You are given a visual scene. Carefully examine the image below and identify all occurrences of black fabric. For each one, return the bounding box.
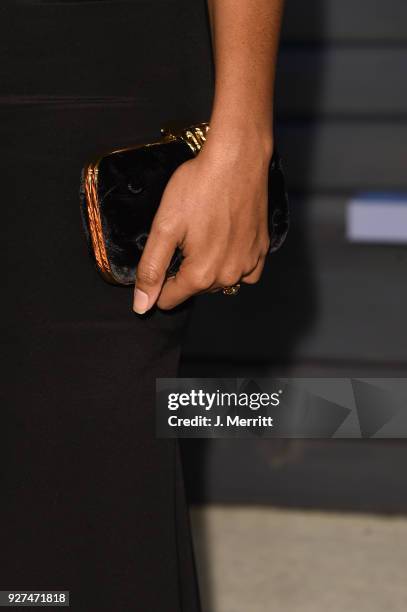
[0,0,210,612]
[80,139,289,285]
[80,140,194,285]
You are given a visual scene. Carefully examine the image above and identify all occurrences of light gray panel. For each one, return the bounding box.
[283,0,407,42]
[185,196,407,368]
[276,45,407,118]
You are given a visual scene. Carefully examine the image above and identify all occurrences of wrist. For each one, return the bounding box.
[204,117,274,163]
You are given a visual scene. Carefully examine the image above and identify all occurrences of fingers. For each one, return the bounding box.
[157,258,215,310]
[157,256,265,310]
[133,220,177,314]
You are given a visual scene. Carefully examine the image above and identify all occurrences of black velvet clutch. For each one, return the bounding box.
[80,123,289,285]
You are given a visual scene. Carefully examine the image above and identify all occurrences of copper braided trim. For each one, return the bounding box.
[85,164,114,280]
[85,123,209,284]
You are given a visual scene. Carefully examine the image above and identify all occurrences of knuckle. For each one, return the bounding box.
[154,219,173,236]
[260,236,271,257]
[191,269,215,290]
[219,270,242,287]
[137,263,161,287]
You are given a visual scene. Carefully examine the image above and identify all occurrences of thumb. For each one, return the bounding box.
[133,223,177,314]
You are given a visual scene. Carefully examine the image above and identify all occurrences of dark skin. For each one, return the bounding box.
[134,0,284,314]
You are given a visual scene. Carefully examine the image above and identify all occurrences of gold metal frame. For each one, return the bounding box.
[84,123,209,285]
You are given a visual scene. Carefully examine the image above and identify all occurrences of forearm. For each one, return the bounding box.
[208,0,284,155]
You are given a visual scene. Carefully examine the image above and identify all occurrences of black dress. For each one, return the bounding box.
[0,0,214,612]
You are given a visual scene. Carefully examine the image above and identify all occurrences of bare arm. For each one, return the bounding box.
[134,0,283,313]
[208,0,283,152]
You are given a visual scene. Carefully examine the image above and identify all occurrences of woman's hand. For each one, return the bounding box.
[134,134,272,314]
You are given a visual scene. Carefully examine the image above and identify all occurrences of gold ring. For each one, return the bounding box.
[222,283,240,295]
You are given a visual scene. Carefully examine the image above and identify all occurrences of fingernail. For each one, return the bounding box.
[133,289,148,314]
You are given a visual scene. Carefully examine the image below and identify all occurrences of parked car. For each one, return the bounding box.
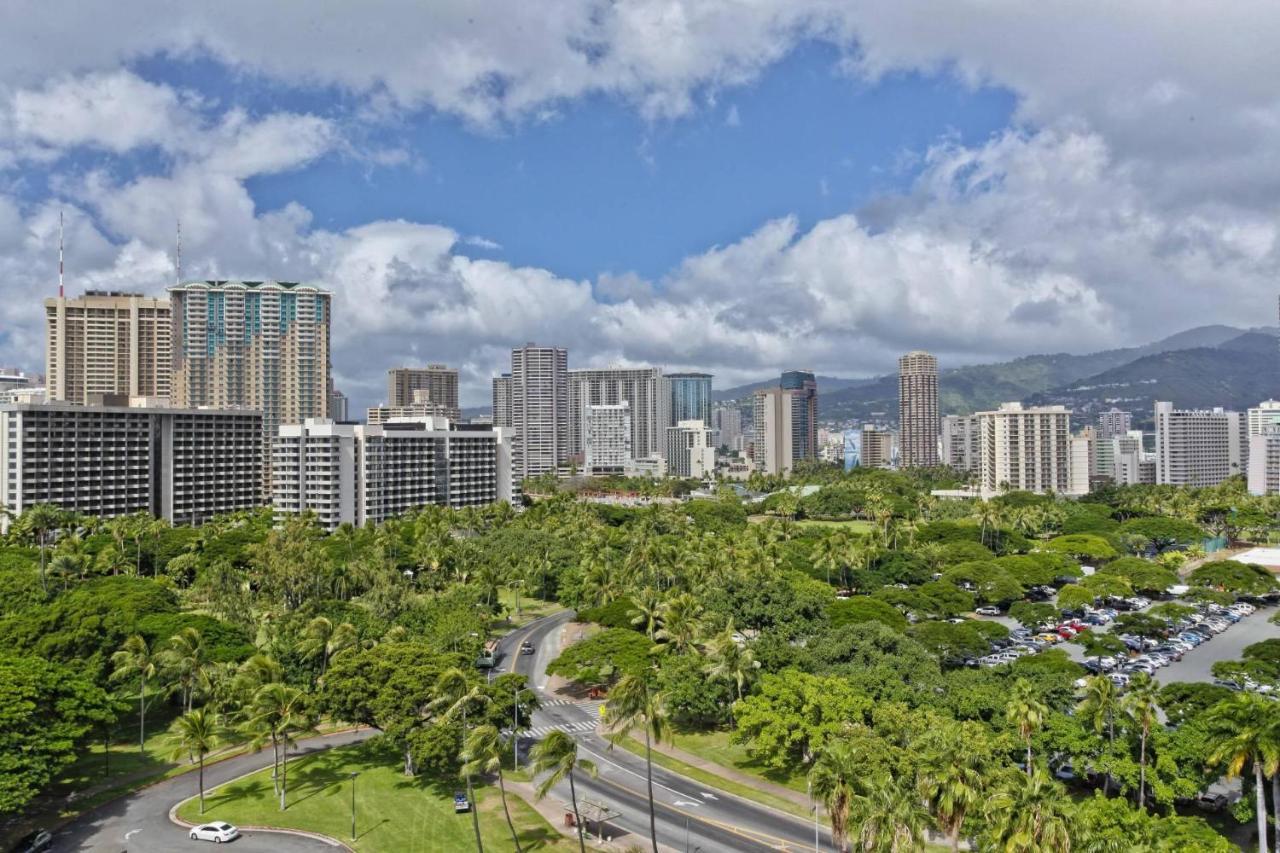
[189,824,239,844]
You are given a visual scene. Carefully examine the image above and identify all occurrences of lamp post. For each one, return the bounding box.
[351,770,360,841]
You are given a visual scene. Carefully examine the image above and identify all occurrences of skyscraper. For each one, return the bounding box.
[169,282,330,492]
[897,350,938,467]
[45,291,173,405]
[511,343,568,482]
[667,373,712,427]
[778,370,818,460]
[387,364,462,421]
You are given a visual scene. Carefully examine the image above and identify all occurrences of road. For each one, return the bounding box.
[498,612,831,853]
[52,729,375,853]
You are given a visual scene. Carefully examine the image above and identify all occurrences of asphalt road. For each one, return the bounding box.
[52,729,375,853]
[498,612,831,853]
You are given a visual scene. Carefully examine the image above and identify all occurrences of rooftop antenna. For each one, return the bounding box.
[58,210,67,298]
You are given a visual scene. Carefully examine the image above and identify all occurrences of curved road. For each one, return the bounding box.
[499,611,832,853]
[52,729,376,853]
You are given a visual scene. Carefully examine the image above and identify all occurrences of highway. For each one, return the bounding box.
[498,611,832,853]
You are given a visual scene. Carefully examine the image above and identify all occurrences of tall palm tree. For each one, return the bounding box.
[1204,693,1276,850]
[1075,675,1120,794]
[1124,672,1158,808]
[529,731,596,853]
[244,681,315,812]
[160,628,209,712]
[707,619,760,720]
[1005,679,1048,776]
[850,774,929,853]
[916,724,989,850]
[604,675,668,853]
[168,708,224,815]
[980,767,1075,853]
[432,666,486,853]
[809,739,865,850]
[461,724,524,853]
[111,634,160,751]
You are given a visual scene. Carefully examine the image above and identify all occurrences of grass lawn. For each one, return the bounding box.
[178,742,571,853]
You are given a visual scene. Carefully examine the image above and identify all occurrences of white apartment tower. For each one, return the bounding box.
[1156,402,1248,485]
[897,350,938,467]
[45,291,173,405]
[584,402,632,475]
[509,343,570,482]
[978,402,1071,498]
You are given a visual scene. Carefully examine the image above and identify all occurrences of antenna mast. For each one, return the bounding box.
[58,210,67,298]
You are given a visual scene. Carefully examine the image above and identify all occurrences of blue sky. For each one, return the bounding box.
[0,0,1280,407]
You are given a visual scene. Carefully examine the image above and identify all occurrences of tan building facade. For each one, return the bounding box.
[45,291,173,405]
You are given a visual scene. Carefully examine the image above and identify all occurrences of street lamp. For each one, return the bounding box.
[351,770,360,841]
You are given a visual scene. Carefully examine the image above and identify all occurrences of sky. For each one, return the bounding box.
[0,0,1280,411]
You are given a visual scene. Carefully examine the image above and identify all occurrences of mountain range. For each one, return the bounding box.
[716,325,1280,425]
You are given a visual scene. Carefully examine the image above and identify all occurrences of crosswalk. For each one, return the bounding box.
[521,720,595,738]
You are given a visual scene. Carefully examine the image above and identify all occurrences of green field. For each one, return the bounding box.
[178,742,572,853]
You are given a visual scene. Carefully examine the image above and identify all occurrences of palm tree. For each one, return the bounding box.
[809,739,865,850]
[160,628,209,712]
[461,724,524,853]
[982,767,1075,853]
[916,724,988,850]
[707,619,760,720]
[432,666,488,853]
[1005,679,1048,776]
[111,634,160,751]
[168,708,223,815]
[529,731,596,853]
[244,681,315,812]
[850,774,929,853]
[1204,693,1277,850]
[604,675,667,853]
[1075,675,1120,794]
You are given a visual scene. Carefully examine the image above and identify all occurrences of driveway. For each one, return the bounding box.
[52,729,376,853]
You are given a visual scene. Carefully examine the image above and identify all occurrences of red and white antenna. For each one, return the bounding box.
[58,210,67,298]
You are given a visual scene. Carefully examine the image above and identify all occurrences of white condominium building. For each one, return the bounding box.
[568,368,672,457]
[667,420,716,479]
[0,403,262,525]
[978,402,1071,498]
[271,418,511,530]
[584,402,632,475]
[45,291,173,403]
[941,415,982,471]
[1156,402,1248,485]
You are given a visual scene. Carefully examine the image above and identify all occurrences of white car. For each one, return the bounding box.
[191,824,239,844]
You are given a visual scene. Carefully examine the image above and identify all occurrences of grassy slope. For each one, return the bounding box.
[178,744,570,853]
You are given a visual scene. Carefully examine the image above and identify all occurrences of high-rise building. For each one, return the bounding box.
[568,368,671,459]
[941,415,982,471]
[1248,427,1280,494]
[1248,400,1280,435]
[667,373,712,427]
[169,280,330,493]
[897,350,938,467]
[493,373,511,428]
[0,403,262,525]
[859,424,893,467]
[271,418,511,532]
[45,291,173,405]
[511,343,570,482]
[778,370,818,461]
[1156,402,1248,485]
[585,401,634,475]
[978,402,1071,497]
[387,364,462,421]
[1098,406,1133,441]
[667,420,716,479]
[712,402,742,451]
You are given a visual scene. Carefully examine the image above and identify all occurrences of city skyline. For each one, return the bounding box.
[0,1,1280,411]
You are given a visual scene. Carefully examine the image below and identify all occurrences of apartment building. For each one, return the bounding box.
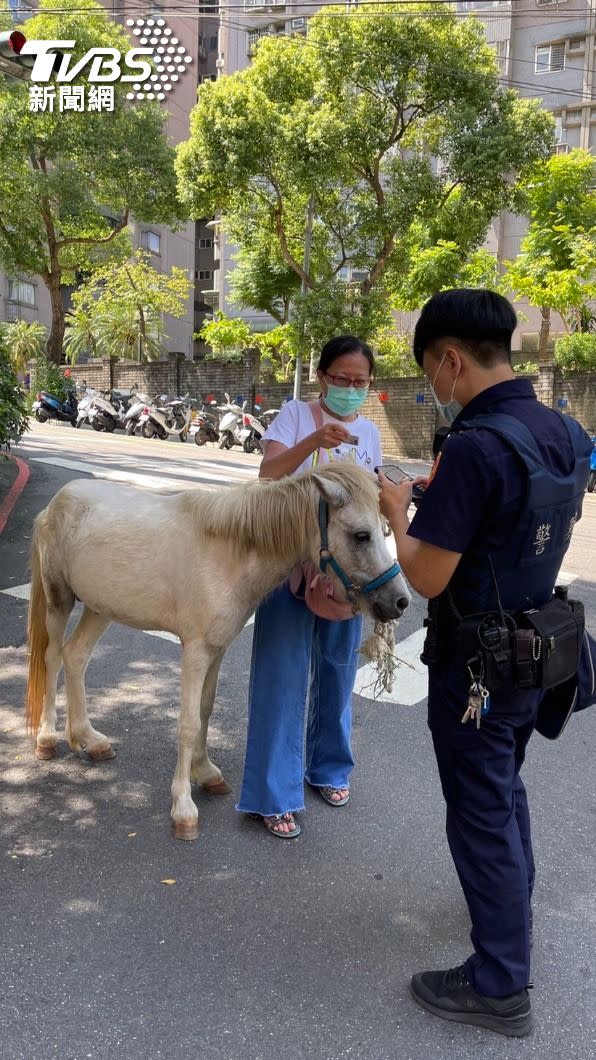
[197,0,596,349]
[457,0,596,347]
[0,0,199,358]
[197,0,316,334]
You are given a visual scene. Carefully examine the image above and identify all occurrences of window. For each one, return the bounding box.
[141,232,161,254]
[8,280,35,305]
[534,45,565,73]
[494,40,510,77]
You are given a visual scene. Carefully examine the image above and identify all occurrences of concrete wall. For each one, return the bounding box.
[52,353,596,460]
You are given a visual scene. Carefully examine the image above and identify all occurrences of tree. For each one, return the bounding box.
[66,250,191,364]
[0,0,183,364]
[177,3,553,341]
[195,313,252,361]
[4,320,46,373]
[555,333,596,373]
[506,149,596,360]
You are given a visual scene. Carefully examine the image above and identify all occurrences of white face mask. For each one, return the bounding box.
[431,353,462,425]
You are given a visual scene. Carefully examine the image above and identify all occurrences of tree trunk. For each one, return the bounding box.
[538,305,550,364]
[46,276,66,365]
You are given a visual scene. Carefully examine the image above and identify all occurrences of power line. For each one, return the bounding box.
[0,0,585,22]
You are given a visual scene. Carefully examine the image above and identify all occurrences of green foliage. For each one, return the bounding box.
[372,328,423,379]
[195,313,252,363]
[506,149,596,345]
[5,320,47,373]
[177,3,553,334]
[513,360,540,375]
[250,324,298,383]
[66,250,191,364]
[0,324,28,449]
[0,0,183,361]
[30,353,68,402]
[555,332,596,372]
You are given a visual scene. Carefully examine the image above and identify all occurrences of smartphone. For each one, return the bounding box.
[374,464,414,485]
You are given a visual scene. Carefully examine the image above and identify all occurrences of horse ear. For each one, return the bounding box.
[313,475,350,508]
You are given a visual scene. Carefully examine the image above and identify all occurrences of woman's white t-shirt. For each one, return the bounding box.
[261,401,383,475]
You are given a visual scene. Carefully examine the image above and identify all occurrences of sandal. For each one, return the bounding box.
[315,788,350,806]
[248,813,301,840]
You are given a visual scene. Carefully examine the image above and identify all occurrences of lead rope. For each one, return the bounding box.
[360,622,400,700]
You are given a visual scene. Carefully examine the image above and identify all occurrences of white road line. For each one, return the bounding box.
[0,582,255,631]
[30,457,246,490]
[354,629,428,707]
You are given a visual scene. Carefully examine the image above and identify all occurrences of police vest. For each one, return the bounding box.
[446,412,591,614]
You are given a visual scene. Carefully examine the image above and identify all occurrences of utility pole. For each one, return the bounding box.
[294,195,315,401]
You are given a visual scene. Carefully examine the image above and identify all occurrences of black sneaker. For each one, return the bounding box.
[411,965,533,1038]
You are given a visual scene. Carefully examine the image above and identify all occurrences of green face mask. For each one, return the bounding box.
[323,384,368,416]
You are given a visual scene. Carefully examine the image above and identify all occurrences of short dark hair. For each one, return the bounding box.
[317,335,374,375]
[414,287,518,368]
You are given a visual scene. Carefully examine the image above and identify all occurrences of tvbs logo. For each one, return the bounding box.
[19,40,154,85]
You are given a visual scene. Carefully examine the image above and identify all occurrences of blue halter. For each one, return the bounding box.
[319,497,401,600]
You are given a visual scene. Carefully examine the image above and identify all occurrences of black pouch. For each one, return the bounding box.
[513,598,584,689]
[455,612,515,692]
::::::
▶ [Work to be completed]: Update the material starting at the line that contains "smartphone. For each one, return the bounding box." and ending at the line that contains "[360,622,400,700]", changing "sandal" to "sneaker" and leaving everything else as it is. Return only those lines.

▶ [Exercise output]:
You are given a visual scene. Carefully examine the image above and identify all occurrences of smartphone. For each one, return the bounding box.
[374,464,414,485]
You are given a visual scene. Carefully examine the image above and identify all occurrences of horse ear. For each one, return the bounding box.
[313,475,350,508]
You are given a visual scene. Carefully examine the image above and identify all occurrences of woman's white t-shirt. For each one, return the bounding box.
[261,401,383,475]
You are given a visual scene. Carefully examine the image above and identify all occurrences of sneaker. For each one, return the bounding box.
[315,788,350,806]
[248,813,301,840]
You are given a visual scene. Carefully examine the image above and identify all occurrences of lead rope. For each one, return the bounding box.
[360,622,400,700]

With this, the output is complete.